Dataset entries:

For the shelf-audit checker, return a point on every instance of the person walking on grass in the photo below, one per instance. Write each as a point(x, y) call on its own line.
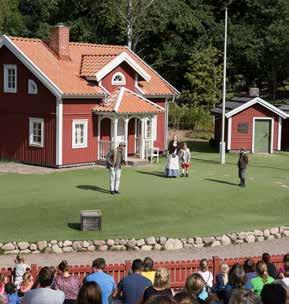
point(115, 159)
point(242, 166)
point(185, 159)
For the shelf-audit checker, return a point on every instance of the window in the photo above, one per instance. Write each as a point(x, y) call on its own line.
point(79, 134)
point(118, 79)
point(32, 87)
point(10, 78)
point(36, 132)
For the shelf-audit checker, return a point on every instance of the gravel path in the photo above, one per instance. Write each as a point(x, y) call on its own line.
point(279, 246)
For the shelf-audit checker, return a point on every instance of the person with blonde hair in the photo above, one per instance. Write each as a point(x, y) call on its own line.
point(161, 285)
point(261, 279)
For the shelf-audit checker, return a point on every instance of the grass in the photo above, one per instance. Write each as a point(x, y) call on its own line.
point(36, 207)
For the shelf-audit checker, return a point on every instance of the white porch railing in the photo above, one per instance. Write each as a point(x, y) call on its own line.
point(104, 148)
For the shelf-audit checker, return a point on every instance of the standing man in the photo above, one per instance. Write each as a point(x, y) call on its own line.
point(242, 165)
point(115, 159)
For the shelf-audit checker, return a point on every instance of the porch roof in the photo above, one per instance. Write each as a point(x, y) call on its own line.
point(124, 101)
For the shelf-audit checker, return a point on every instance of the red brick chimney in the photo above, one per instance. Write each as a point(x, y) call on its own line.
point(59, 40)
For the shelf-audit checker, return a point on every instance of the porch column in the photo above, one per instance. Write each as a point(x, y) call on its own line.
point(142, 150)
point(126, 120)
point(114, 128)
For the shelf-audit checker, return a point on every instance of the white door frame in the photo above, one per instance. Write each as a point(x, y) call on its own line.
point(272, 132)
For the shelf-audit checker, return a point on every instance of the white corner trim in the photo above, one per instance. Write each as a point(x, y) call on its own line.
point(229, 139)
point(59, 131)
point(6, 41)
point(272, 132)
point(117, 61)
point(167, 83)
point(260, 101)
point(119, 99)
point(279, 133)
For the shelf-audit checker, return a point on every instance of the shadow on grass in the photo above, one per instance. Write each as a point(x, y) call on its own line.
point(220, 181)
point(74, 226)
point(155, 173)
point(93, 188)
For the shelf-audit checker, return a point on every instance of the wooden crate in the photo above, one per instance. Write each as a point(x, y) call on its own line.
point(90, 220)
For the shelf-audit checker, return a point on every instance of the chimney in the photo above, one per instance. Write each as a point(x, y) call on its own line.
point(59, 40)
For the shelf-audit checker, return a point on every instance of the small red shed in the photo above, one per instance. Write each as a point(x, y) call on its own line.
point(253, 124)
point(65, 103)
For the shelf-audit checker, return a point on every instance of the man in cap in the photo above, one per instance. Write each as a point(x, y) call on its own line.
point(115, 159)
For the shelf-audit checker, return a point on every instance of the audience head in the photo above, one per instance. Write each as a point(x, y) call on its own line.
point(249, 266)
point(10, 288)
point(162, 278)
point(204, 265)
point(45, 277)
point(237, 276)
point(243, 296)
point(194, 284)
point(89, 293)
point(137, 265)
point(148, 264)
point(273, 294)
point(63, 266)
point(98, 264)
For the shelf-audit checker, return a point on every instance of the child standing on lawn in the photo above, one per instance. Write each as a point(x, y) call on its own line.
point(185, 159)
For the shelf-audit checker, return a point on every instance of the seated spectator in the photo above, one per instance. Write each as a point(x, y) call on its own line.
point(10, 294)
point(20, 269)
point(222, 280)
point(195, 287)
point(236, 280)
point(261, 279)
point(148, 271)
point(89, 293)
point(132, 287)
point(273, 294)
point(44, 294)
point(205, 273)
point(104, 281)
point(272, 271)
point(249, 267)
point(242, 296)
point(161, 285)
point(27, 283)
point(67, 283)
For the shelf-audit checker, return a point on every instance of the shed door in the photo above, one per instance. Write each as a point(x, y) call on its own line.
point(262, 139)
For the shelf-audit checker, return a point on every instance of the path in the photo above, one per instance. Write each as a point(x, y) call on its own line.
point(279, 246)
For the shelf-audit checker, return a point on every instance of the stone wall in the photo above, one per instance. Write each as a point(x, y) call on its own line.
point(150, 243)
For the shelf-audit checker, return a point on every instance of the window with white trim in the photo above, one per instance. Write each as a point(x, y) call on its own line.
point(36, 132)
point(32, 87)
point(10, 78)
point(79, 133)
point(118, 79)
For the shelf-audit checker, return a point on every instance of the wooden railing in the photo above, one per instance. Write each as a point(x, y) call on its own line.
point(179, 270)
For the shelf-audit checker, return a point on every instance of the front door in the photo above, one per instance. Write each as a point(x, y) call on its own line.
point(262, 136)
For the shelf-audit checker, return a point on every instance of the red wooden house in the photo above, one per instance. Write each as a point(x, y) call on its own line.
point(253, 124)
point(64, 103)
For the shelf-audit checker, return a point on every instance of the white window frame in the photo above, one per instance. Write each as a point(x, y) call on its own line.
point(85, 130)
point(31, 141)
point(32, 91)
point(6, 68)
point(123, 82)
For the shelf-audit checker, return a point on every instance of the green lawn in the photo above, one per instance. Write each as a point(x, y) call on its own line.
point(35, 207)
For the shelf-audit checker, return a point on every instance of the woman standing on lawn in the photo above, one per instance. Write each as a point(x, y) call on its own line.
point(173, 166)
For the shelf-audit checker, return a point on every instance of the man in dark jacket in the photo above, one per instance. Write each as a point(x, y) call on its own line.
point(115, 159)
point(242, 166)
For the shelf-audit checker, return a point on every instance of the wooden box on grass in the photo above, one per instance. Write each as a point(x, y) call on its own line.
point(90, 220)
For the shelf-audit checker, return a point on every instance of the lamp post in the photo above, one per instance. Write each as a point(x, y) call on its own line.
point(222, 143)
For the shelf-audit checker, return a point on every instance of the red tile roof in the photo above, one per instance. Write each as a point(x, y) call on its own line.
point(85, 57)
point(127, 102)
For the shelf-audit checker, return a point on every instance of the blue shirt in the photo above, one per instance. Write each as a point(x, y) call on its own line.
point(133, 287)
point(105, 282)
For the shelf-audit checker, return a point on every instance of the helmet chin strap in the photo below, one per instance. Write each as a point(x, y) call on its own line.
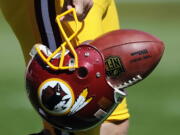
point(63, 47)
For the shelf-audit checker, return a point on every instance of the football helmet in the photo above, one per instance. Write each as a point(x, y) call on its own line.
point(68, 87)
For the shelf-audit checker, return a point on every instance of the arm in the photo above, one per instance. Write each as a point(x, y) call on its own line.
point(82, 8)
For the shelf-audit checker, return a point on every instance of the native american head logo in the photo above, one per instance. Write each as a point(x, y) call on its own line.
point(56, 96)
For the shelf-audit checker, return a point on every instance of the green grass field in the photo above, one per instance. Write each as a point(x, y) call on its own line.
point(153, 104)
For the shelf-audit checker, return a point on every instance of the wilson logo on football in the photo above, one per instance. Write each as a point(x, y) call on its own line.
point(57, 97)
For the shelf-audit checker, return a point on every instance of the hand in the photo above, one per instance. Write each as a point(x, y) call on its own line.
point(82, 8)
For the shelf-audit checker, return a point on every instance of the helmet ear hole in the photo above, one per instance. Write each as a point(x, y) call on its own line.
point(82, 72)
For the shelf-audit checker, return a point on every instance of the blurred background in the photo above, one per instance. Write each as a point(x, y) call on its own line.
point(154, 103)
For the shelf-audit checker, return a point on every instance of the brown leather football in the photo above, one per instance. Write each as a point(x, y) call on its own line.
point(130, 55)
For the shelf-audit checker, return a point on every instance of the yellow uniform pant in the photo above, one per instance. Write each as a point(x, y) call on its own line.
point(33, 21)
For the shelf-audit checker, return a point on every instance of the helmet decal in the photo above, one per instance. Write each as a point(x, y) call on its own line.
point(56, 96)
point(81, 102)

- Prompt:
Repeat all the data as it stands, dropping any images it holds.

- Task response:
For the shelf-audit checker, return a point on every instance of the person walking on grass in the photo below, one per instance. Write each as a point(x, y) call on its own line.
point(115, 159)
point(242, 166)
point(185, 159)
For the shelf-audit checker, return a point on every instance of the window in the photo above, one per instance. Write each as a point(x, y) call on its own line.
point(79, 134)
point(118, 79)
point(32, 87)
point(10, 78)
point(36, 132)
For the shelf-audit checker, return a point on every instance of the gravel path in the photo above, one per instance. Write each as a point(x, y) call on its own line.
point(279, 246)
For the shelf-audit checker, return a point on every instance of the person with blonde hair in the photo above, one per instance. Write each as a point(x, y) call on its own line.
point(161, 285)
point(261, 279)
For the shelf-audit checker, return a point on every instance of the grass in the photo above, one per instance. Write each as a point(x, y) call on its own line.
point(36, 207)
For the shelf-audit checker, return a point on every instance of the white porch railing in the photo above, one per instance. Write each as a point(x, y) call on its own line.
point(104, 148)
For the shelf-audit checker, return a point on every instance of the standing man in the photo above, one per instance. Write each as a point(x, y) call on its own line.
point(242, 165)
point(115, 159)
For the shelf-audit checker, return a point on every instance of the porch roof in the photo above, one per instance. Write each as a point(x, y) call on its own line.
point(124, 101)
For the shelf-audit checker, return a point on every instance of the red brick chimney in the photo above, one per instance. Write each as a point(x, y) call on its own line.
point(59, 40)
For the shelf-audit checker, return a point on every instance of the porch column in the photo above, one per instance. Write each as a point(x, y) call on its own line.
point(142, 150)
point(126, 120)
point(114, 128)
For the shelf-audit checker, return a point on every instance of the white door frame in the photo above, one per instance. Write each as a point(x, y) call on its own line.
point(272, 132)
For the shelf-audit checker, return a point on every instance of the white corner trim in the photo above, one per instance. Write each as a point(x, y) call on its own line.
point(229, 139)
point(59, 131)
point(6, 41)
point(272, 132)
point(117, 61)
point(167, 83)
point(260, 101)
point(119, 99)
point(279, 133)
For the shelf-audit checker, return a point on every instance of the shadow on grass in the photo above, one per instance. Write each as a point(x, y) call on its own line.
point(220, 181)
point(74, 226)
point(155, 173)
point(93, 188)
For the shelf-audit checker, return a point on every instance of the wooden crate in the photo above, one per instance. Write each as a point(x, y) call on its own line.
point(90, 220)
For the shelf-audit checker, return a point on every instance of the chimney in the photo above, one per instance. Write each as a point(x, y) call on its own line.
point(59, 40)
For the shelf-audit checker, return a point on every instance of the small red shed in the photo above, one per instance. Write each as a point(x, y) call on its own line.
point(253, 124)
point(65, 103)
For the shelf-audit checker, return a point on every instance of the man in cap in the photo above, one per instance. Write each as a point(x, y) call on its own line.
point(115, 159)
For the shelf-audit checker, return a point on every instance of the audience head in the photo above, one per instance. Write each as a point(x, y) call on its own line.
point(249, 266)
point(10, 288)
point(162, 278)
point(204, 265)
point(45, 277)
point(237, 276)
point(243, 296)
point(194, 284)
point(89, 293)
point(137, 265)
point(148, 264)
point(273, 294)
point(63, 266)
point(98, 264)
For the shelf-audit checker, return a point on every instance of the child standing on lawn in the photo above, one per instance. Write each as a point(x, y) call on its own line.
point(185, 159)
For the shelf-audit checker, return a point on every instance of the seated spectator in the photo above, one per instance. Write each as a point(x, y) call on its own line.
point(10, 294)
point(20, 269)
point(222, 280)
point(195, 287)
point(236, 280)
point(261, 279)
point(148, 271)
point(89, 293)
point(132, 287)
point(273, 294)
point(44, 294)
point(205, 273)
point(104, 281)
point(272, 271)
point(249, 267)
point(242, 296)
point(161, 285)
point(27, 283)
point(67, 283)
For the shelf-audit checker, return a point on every instance of the shed door in the photo above, one per instance. Write each as a point(x, y) call on its own line.
point(262, 139)
For the shelf-audit checker, return a point on every instance of the path in the photo above, one per instance. Write each as a point(x, y) call on its own line.
point(279, 246)
For the shelf-audit checker, return a point on every instance of the stone wall in the photo above, one per instance. Write each as a point(x, y) call on its own line.
point(150, 243)
For the shelf-audit checker, return a point on every instance of the window with white trim in the photo above, one per instance. Write each as a point(x, y) call on its own line.
point(36, 132)
point(32, 87)
point(10, 78)
point(79, 133)
point(118, 79)
For the shelf-audit checker, return a point on every instance of the wooden railing in the photo above, one per instance. Write each as a point(x, y) call on its own line.
point(179, 270)
For the shelf-audit checker, return a point on every instance of the front door in the photo above, one per instance. Write each as a point(x, y) call on its own line.
point(262, 136)
For the shelf-audit checker, return a point on every instance of the red wooden house in the photo above, one per instance. Write each as a point(x, y) call on its own line.
point(253, 124)
point(64, 103)
For the shelf-audit checker, return a point on every instance of the white window frame in the photo above, one per instance. Write each as a point(x, y) call on its own line.
point(85, 130)
point(31, 141)
point(32, 91)
point(6, 68)
point(123, 82)
For the shelf-audit checker, return a point on every instance of the green lawn in the photo above, one per instance. Write each as a point(x, y) call on its own line.
point(35, 207)
For the shelf-audit checker, return a point on every instance of the woman standing on lawn in the photo above, one per instance. Write each as a point(x, y) call on its own line.
point(173, 166)
For the shelf-audit checker, return a point on every instance of the man in dark jacket in the photo above, one per instance. Write each as a point(x, y) call on its own line.
point(115, 159)
point(242, 166)
For the shelf-audit checker, return a point on every instance of the wooden box on grass in the photo above, one per instance. Write each as a point(x, y) call on its own line.
point(90, 220)
For the shelf-audit checker, return a point on every instance of the lamp post in the photo above, one per instance. Write each as a point(x, y) call on its own line.
point(222, 143)
For the shelf-audit checker, return a point on every instance of the red tile roof in the photo above, one per instance. Write each as a point(x, y) call on its own line.
point(85, 57)
point(127, 102)
For the shelf-audit checker, return a point on every instance of the blue shirt in the photo above, one per instance. Write each as a point(x, y) call on its own line.
point(133, 287)
point(105, 282)
For the shelf-audit checker, return a point on every instance of the helmet chin strap in the photo below, one per instance. Write each as a point(x, y) call on its own line.
point(63, 47)
For the shelf-audit checker, return a point on every instance of the football helmet in the photo above, one per instance. Write each as a point(x, y) call on its own line.
point(68, 87)
For the shelf-audit checker, return a point on every instance of the arm in the photo above, one per instance. Write each as a point(x, y) call on its own line.
point(82, 8)
For the shelf-audit checker, return a point on every instance of the native american head logo in the photo above, one per instance. Write each as a point(x, y) call on its own line.
point(56, 96)
For the shelf-audit checker, return a point on every instance of the green grass field in the photo above, one per instance. Write each as a point(x, y) call on its own line.
point(153, 104)
For the shelf-audit checker, return a point on every instance of the wilson logo on football in the photo above, one per instance. Write each as a point(x, y) call on its own line.
point(57, 97)
For the shelf-audit checker, return a point on every instance of the hand in the photo above, one per instance. Write each as a point(x, y) call on its own line.
point(82, 8)
For the shelf-audit checker, return a point on every instance of the helmet ear hole in the photo above, one per instance. Write each as a point(x, y) call on its own line.
point(82, 72)
For the shelf-audit checker, return a point on every instance of the blurred background in the photo above, one per instance. Write each as a point(x, y) call on its own line.
point(154, 103)
For the shelf-audit checker, return a point on every instance of the brown leather football in the photo above, one per instance. Write each as a point(x, y) call on its own line.
point(130, 55)
For the shelf-audit checker, return a point on every instance of the yellow uniform pant in the photo above, one per instance. Write each as a point(x, y) call on its own line.
point(33, 21)
For the shelf-audit checker, return a point on every instance of the helmet decal in the photo above, one per instance. Write each as a point(x, y) call on its own line.
point(56, 96)
point(81, 102)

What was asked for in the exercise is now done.